■ Exercise directions: Reproduce each record below exactly as written.

■ Material to process:

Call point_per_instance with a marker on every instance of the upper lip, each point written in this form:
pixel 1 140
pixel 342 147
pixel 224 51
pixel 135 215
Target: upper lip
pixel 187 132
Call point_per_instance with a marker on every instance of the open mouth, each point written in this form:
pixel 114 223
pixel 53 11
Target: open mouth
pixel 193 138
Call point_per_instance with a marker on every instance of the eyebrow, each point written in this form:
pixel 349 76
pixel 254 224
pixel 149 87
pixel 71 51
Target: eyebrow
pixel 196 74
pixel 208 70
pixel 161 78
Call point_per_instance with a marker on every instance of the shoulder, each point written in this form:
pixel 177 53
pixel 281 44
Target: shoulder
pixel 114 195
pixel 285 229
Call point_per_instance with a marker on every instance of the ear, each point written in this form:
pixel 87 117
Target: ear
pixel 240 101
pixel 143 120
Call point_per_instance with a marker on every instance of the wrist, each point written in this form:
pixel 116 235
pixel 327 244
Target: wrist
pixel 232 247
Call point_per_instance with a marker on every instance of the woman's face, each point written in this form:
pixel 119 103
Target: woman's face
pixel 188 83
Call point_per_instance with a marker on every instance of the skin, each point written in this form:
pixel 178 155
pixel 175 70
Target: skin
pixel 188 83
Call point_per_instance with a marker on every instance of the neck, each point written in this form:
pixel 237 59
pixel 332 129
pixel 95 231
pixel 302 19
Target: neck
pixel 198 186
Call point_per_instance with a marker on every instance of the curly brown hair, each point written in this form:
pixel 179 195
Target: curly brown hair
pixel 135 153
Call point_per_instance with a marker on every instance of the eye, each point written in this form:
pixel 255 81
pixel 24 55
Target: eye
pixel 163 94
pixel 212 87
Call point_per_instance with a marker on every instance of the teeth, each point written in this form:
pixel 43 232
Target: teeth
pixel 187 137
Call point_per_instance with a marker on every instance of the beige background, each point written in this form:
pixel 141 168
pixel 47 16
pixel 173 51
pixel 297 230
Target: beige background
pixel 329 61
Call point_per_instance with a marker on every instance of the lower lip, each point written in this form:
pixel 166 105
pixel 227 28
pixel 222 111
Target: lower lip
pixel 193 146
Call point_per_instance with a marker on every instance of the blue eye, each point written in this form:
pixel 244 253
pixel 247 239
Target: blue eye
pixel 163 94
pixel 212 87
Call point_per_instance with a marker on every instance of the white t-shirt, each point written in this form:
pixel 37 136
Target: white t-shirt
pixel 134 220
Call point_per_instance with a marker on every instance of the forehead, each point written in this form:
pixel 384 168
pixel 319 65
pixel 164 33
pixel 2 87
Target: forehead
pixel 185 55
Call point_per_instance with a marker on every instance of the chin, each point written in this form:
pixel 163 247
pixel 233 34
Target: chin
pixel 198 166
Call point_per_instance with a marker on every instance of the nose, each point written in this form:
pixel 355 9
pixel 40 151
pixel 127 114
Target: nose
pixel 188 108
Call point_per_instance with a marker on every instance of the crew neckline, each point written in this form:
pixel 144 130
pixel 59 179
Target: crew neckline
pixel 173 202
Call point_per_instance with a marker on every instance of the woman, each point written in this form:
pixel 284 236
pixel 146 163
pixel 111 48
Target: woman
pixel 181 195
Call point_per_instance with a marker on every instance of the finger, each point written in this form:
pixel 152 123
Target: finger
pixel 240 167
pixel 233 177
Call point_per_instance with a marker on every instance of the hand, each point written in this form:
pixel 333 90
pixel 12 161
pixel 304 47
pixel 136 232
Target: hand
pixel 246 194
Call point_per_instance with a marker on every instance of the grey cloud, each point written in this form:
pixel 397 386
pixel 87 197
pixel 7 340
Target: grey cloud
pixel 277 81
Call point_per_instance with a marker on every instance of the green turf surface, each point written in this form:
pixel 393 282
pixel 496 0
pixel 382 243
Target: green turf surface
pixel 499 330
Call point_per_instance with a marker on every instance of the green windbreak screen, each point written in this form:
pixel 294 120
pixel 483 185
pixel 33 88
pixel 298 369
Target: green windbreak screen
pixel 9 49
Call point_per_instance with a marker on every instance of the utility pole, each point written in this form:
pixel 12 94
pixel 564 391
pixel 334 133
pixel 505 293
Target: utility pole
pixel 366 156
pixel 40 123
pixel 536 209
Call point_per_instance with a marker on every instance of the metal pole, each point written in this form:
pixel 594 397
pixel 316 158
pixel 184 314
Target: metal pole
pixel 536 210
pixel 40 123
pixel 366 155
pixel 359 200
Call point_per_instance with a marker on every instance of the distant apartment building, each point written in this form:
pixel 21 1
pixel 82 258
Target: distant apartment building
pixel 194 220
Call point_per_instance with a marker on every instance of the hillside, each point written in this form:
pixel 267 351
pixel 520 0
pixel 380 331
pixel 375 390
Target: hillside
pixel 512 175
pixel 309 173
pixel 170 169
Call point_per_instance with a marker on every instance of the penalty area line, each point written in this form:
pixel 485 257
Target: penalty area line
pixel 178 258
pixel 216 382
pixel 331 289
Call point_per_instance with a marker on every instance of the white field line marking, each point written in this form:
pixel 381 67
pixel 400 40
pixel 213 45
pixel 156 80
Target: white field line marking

■ Exercise answer:
Call point_per_instance with a marker on every instance of the upper lip, each point written in this form:
pixel 1 140
pixel 342 147
pixel 224 51
pixel 135 215
Target: upper lip
pixel 187 132
Call point_per_instance with a marker on every instance of the open mouth, each point written in this form:
pixel 114 223
pixel 53 11
Target: open mouth
pixel 193 138
Call point_per_instance with a marker on every instance of the eyebrow, each point written in this form:
pixel 349 76
pixel 254 224
pixel 149 87
pixel 71 51
Target: eyebrow
pixel 196 74
pixel 208 70
pixel 161 78
Call point_per_instance with a marker on every instance of the shoulder, each point written in this form:
pixel 177 53
pixel 281 44
Target: shoulder
pixel 114 195
pixel 285 229
Call point_per_instance with a marker on every instance of the ear, each point written in this form:
pixel 87 117
Target: ear
pixel 240 101
pixel 143 120
Call point_per_instance with a marker on every instance of the wrist, each point written in this form:
pixel 116 235
pixel 327 244
Target: wrist
pixel 232 247
Call point_per_instance with a marker on every instance of the woman's face, each point written in this form:
pixel 119 103
Target: woman's face
pixel 188 83
Call point_per_instance with a marker on every instance of the skin, each point written in this form:
pixel 178 155
pixel 175 70
Target: skin
pixel 188 83
Call point_per_instance with a marker on every instance of the neck, each point written in this form:
pixel 237 59
pixel 332 129
pixel 95 231
pixel 302 19
Target: neck
pixel 198 186
Call point_per_instance with a marker on every instance of the curly brown hair, each point written in this form:
pixel 179 195
Target: curly brown hair
pixel 135 153
Call point_per_instance with a marker on every instance of the eye, each point written in this form:
pixel 255 81
pixel 24 55
Target: eye
pixel 163 94
pixel 212 87
Call point_per_instance with a marker on every instance of the teeth, each point written in this form:
pixel 43 232
Target: teeth
pixel 187 137
Call point_per_instance with a marker on every instance of the beige background, each point written in this form:
pixel 141 168
pixel 47 16
pixel 173 51
pixel 297 230
Target: beige background
pixel 329 61
Call point_per_instance with a marker on every instance of the lower lip, each point written in this form:
pixel 166 105
pixel 227 28
pixel 222 111
Target: lower lip
pixel 193 146
Call point_per_instance with a marker on every instance of the blue eye, each point written in this form:
pixel 244 253
pixel 247 239
Target: blue eye
pixel 163 94
pixel 212 87
Call point_per_instance with a marker on every instance of the white t-shirt, each point written in this form:
pixel 37 136
Target: white t-shirt
pixel 134 220
Call point_per_instance with a marker on every instance of the forehead, each point written in this form:
pixel 384 168
pixel 319 65
pixel 164 33
pixel 2 87
Target: forehead
pixel 185 55
Call point_per_instance with a marker on every instance of the chin, each point written in this form:
pixel 163 247
pixel 233 34
Target: chin
pixel 198 166
Call point_per_instance with a marker on every instance of the nose, each point written in this form:
pixel 355 9
pixel 40 151
pixel 127 114
Target: nose
pixel 188 108
Call point_per_instance with a marker on every instance of the crew neckline, each point written in this form:
pixel 144 130
pixel 59 179
Target: crew neckline
pixel 173 202
Call point_per_instance with a marker on every instance of the woman, each point written in this form:
pixel 284 236
pixel 146 163
pixel 111 48
Target: woman
pixel 181 195
Call point_per_instance with a marker on every instance of the finger, each point written in this form:
pixel 152 123
Target: finger
pixel 240 167
pixel 233 177
Call point_per_instance with a marker on every instance of the hand, each point written in this form:
pixel 333 90
pixel 12 161
pixel 304 47
pixel 136 232
Target: hand
pixel 246 194
Call point_per_instance with a marker on every instance of the grey cloud, each point written in this form:
pixel 397 386
pixel 87 197
pixel 7 340
Target: grey cloud
pixel 277 81
Call point_per_instance with a marker on every instance of the green turf surface, each point written in this form:
pixel 393 282
pixel 496 0
pixel 382 243
Target: green turf surface
pixel 499 330
Call point_per_instance with a marker on every instance of the green windbreak screen, each point written in this form:
pixel 294 120
pixel 483 185
pixel 33 88
pixel 298 369
Target: green windbreak screen
pixel 9 49
Call point_per_instance with a marker on every instance of the utility pole, each point written in this form:
pixel 12 94
pixel 564 391
pixel 334 133
pixel 505 293
Target: utility pole
pixel 366 156
pixel 40 123
pixel 536 209
Call point_per_instance with a marker on every instance of the metal pole, each point written in this form:
pixel 594 397
pixel 316 158
pixel 184 314
Target: metal pole
pixel 536 210
pixel 40 123
pixel 366 155
pixel 359 200
Call point_per_instance with a marker on every instance of the distant apartment building, each point written in this form:
pixel 21 1
pixel 82 258
Target: distant apartment building
pixel 194 220
Call point_per_instance with a marker on every instance of the hillside, each point written in this form:
pixel 267 351
pixel 520 0
pixel 380 331
pixel 375 390
Target: hillside
pixel 512 175
pixel 309 173
pixel 170 169
Call point_per_instance with a marker on every instance of the penalty area line, each point written in this form:
pixel 485 257
Target: penalty area line
pixel 178 258
pixel 216 382
pixel 331 289
Call point_per_instance with a marker on every instance of the white field line marking, each point written in this form:
pixel 381 67
pixel 400 40
pixel 213 45
pixel 156 80
Target: white field line marking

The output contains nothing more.